#### Required work
Rewrite every item below as a numbered list, leaving out blank lines and the pictures.

= = = = = = =

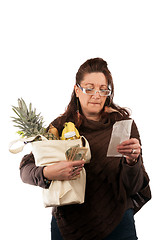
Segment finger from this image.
[71,160,85,167]
[117,144,141,152]
[117,147,141,155]
[119,138,139,146]
[122,153,140,159]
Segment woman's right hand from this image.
[43,160,85,181]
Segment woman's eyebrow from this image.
[84,83,107,87]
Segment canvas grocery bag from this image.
[10,136,91,207]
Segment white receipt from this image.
[107,119,133,157]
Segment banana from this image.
[61,122,80,140]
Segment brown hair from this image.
[60,58,129,127]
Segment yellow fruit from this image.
[61,122,80,140]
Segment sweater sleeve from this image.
[20,153,49,188]
[122,121,144,196]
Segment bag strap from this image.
[9,135,47,154]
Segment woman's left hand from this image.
[117,138,141,163]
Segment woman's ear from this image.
[74,85,79,98]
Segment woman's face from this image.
[75,72,108,119]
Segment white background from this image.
[0,0,160,240]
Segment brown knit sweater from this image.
[20,113,151,240]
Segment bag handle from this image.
[9,135,47,154]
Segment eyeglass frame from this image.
[76,83,112,97]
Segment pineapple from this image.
[12,98,58,140]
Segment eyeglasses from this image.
[77,84,111,97]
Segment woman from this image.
[20,58,151,240]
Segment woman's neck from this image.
[85,114,101,122]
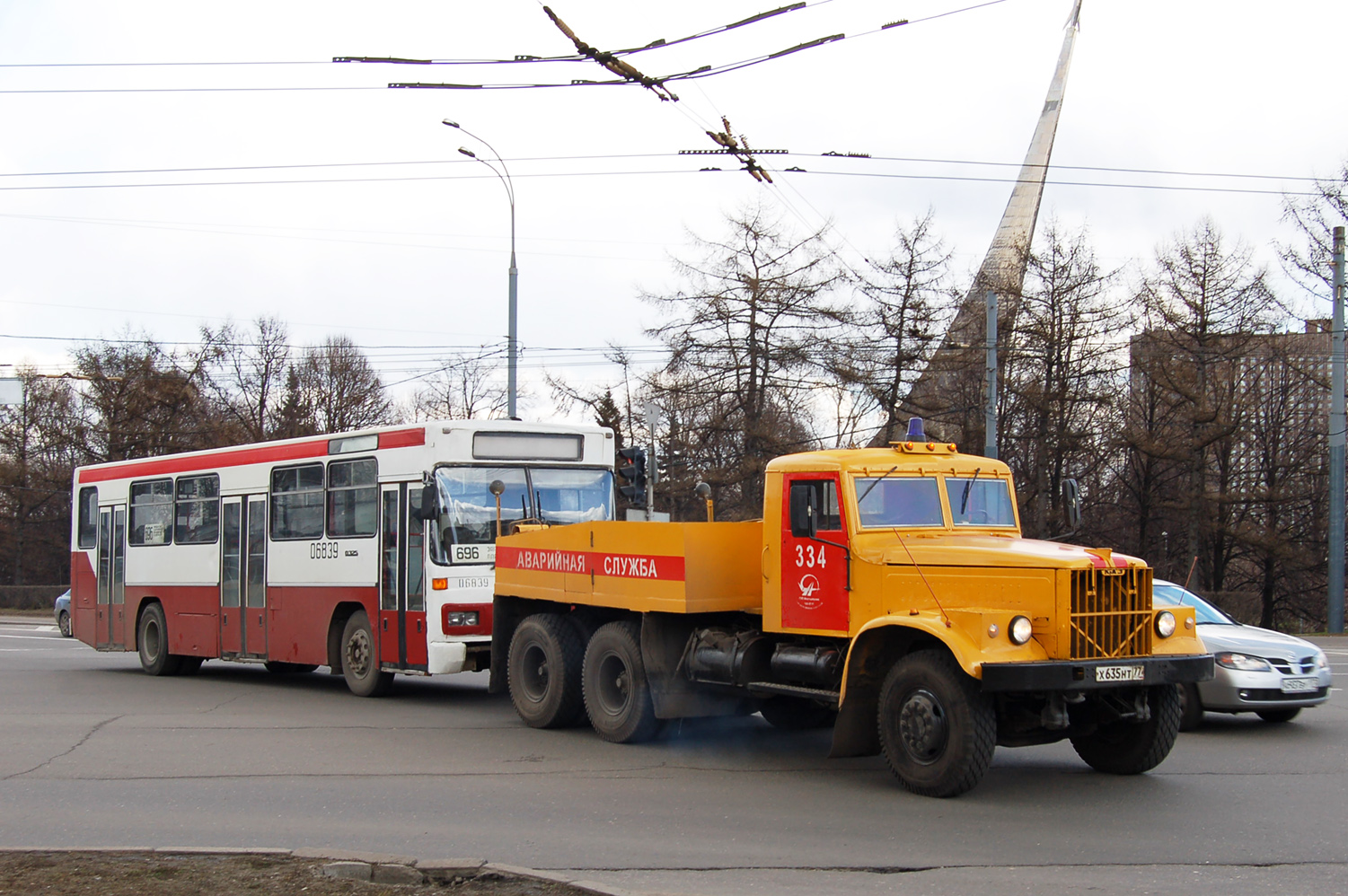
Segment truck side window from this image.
[788,479,842,532]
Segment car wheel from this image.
[1071,684,1179,775]
[341,611,393,697]
[1176,681,1203,732]
[581,622,660,743]
[506,613,585,727]
[877,651,998,796]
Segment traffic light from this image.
[617,447,646,509]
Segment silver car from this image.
[1151,579,1332,732]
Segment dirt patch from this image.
[0,853,592,896]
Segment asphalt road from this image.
[0,619,1348,896]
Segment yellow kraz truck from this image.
[490,426,1213,796]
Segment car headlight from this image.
[1214,651,1273,672]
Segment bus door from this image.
[379,482,426,668]
[94,504,127,649]
[220,496,267,659]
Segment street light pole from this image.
[441,119,519,420]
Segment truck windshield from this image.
[945,476,1015,525]
[528,469,613,523]
[853,476,945,530]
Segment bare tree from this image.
[1135,220,1281,590]
[414,347,509,420]
[643,207,848,516]
[298,336,392,433]
[998,221,1128,538]
[201,317,290,442]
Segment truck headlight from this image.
[1214,651,1273,672]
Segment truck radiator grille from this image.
[1071,566,1151,659]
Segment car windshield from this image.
[1151,582,1238,625]
[855,476,945,530]
[945,476,1015,525]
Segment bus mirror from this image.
[1062,479,1081,532]
[790,482,818,538]
[417,482,439,523]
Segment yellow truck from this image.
[490,425,1213,796]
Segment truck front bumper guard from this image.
[982,654,1213,694]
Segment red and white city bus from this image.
[70,420,613,697]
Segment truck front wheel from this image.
[1071,684,1179,775]
[879,651,998,796]
[581,622,659,743]
[506,613,585,727]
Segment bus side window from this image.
[127,479,172,544]
[271,463,323,541]
[78,485,99,549]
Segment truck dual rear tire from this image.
[581,621,660,743]
[1071,684,1179,775]
[506,613,585,727]
[877,651,998,796]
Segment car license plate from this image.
[1282,678,1319,694]
[1096,665,1146,681]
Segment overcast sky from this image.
[0,0,1348,417]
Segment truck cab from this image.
[492,430,1213,796]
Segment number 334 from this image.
[796,544,828,568]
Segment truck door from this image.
[379,482,426,668]
[94,504,127,649]
[780,473,850,632]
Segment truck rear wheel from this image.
[879,651,998,796]
[506,613,585,727]
[1071,684,1179,775]
[581,622,660,743]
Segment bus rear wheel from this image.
[341,611,393,697]
[137,603,178,675]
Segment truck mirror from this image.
[789,482,820,538]
[417,482,439,523]
[1062,479,1081,532]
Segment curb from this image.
[0,846,647,896]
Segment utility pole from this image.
[982,290,998,461]
[1326,228,1348,635]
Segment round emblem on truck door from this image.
[796,573,824,611]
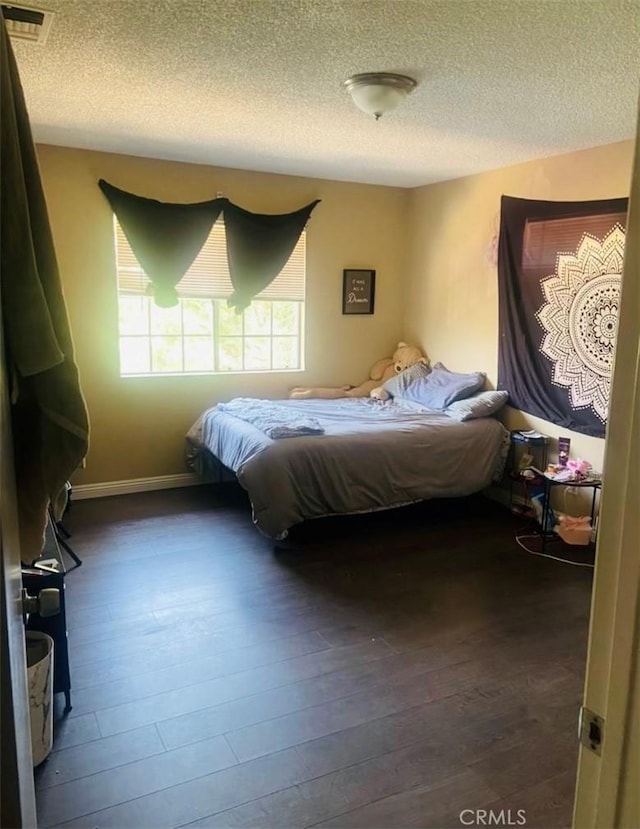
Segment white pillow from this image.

= = = = = = =

#### Expected output
1. Segment finger from this image.
2. [71,160,85,167]
3. [117,144,141,152]
4. [117,147,141,155]
5. [119,138,139,146]
6. [122,153,140,159]
7. Segment woman's right hand from this image.
8. [43,160,85,181]
9. Segment woman's eyebrow from this image.
10. [84,83,107,87]
11. Segment canvas grocery bag from this image.
12. [10,136,91,207]
13. Segment white receipt from this image.
14. [107,119,133,157]
15. Segment banana from this image.
16. [61,122,80,140]
17. Segment brown hair from this image.
18. [60,58,129,127]
19. Segment yellow fruit from this image.
20. [61,122,80,140]
21. Segment sweater sleeve from this image.
22. [20,153,49,188]
23. [122,121,144,196]
24. Segment bag strap from this image.
25. [9,135,47,154]
26. Segment woman's left hand from this image.
27. [117,138,141,163]
28. Segment woman's ear from this image.
29. [74,85,79,98]
30. Segment woman's face from this image.
31. [75,72,108,119]
32. Segment white background from this image.
33. [0,0,160,240]
34. Segment brown knit sweater from this image.
35. [20,113,151,240]
36. Segment bag handle from this image.
37. [9,135,47,154]
38. Segment eyeglass frame from this image.
39. [76,83,112,97]
40. Segment pineapple from this image.
41. [12,98,58,140]
42. Segment eyeglasses from this image.
43. [77,84,111,97]
44. Segment woman from this image.
45. [20,58,151,240]
46. Segment woman's neck from this image.
47. [85,114,101,122]
48. Segment truck side window from this image.
49. [788,479,842,532]
50. Segment car wheel from this image.
51. [1071,684,1179,775]
52. [341,611,393,697]
53. [1176,681,1203,732]
54. [581,622,660,743]
55. [506,613,585,727]
56. [877,651,998,796]
57. Segment traffic light from this image.
58. [617,447,646,509]
59. Segment silver car from this image.
60. [1151,579,1332,732]
61. Segment dirt patch from this image.
62. [0,853,592,896]
63. Segment asphalt road from this image.
64. [0,619,1348,896]
65. Segment yellow kraz truck from this image.
66. [490,426,1213,796]
67. Segment car headlight from this image.
68. [1214,651,1273,672]
69. Segment bus door from this image.
70. [379,482,426,668]
71. [94,504,127,649]
72. [220,496,267,659]
73. Segment street light pole from this image.
74. [441,119,519,420]
75. Segment truck windshield from this image.
76. [945,476,1015,525]
77. [528,469,613,523]
78. [853,476,945,530]
79. Segment bare tree from this image.
80. [1135,220,1281,590]
81. [414,347,509,420]
82. [643,207,848,516]
83. [298,336,392,433]
84. [998,221,1128,538]
85. [201,317,290,442]
86. Segment truck headlight from this image.
87. [1214,651,1273,672]
88. Segment truck radiator grille from this image.
89. [1071,566,1151,659]
90. Segment car windshield from this image.
91. [1151,582,1238,625]
92. [855,476,945,530]
93. [945,476,1015,525]
94. Segment bus mirror from this image.
95. [1062,479,1081,532]
96. [790,482,818,538]
97. [417,482,439,523]
98. Segment yellow truck from this image.
99. [490,425,1213,796]
100. Segment truck front bumper guard from this image.
101. [982,654,1213,694]
102. Segment red and white city bus from this image.
103. [70,420,613,697]
104. Segment truck front wheel from this image.
105. [1071,684,1179,775]
106. [879,651,998,796]
107. [581,622,659,743]
108. [506,613,585,727]
109. Segment bus side window from this image.
110. [127,479,172,544]
111. [271,463,323,541]
112. [78,485,99,549]
113. Segment truck dual rear tire from this image.
114. [581,621,660,743]
115. [1071,684,1179,775]
116. [506,613,585,727]
117. [877,651,998,796]
118. Segment car license plate from this image.
119. [1282,678,1319,694]
120. [1096,665,1146,681]
121. Segment overcast sky from this image.
122. [0,0,1348,417]
123. Segment truck cab from this image.
124. [492,430,1213,796]
125. Segment number 334 from this image.
126. [796,544,828,568]
127. Segment truck door from this image.
128. [379,482,426,668]
129. [94,504,127,649]
130. [780,473,850,632]
131. Segment truck rear wheel from this image.
132. [879,651,998,796]
133. [506,613,585,727]
134. [1071,684,1179,775]
135. [581,622,660,743]
136. Segment bus rear wheel from this image.
137. [341,611,393,697]
138. [137,603,178,675]
139. Segment truck mirror from this image.
140. [789,482,820,538]
141. [417,482,439,523]
142. [1062,479,1081,532]
143. Segment curb from this image.
144. [0,846,647,896]
145. Segment utility pole from this image.
146. [982,290,998,461]
147. [1326,228,1348,635]
148. Segment round emblem on truck door from this image.
149. [796,573,824,611]
150. Segment white pillow from this image.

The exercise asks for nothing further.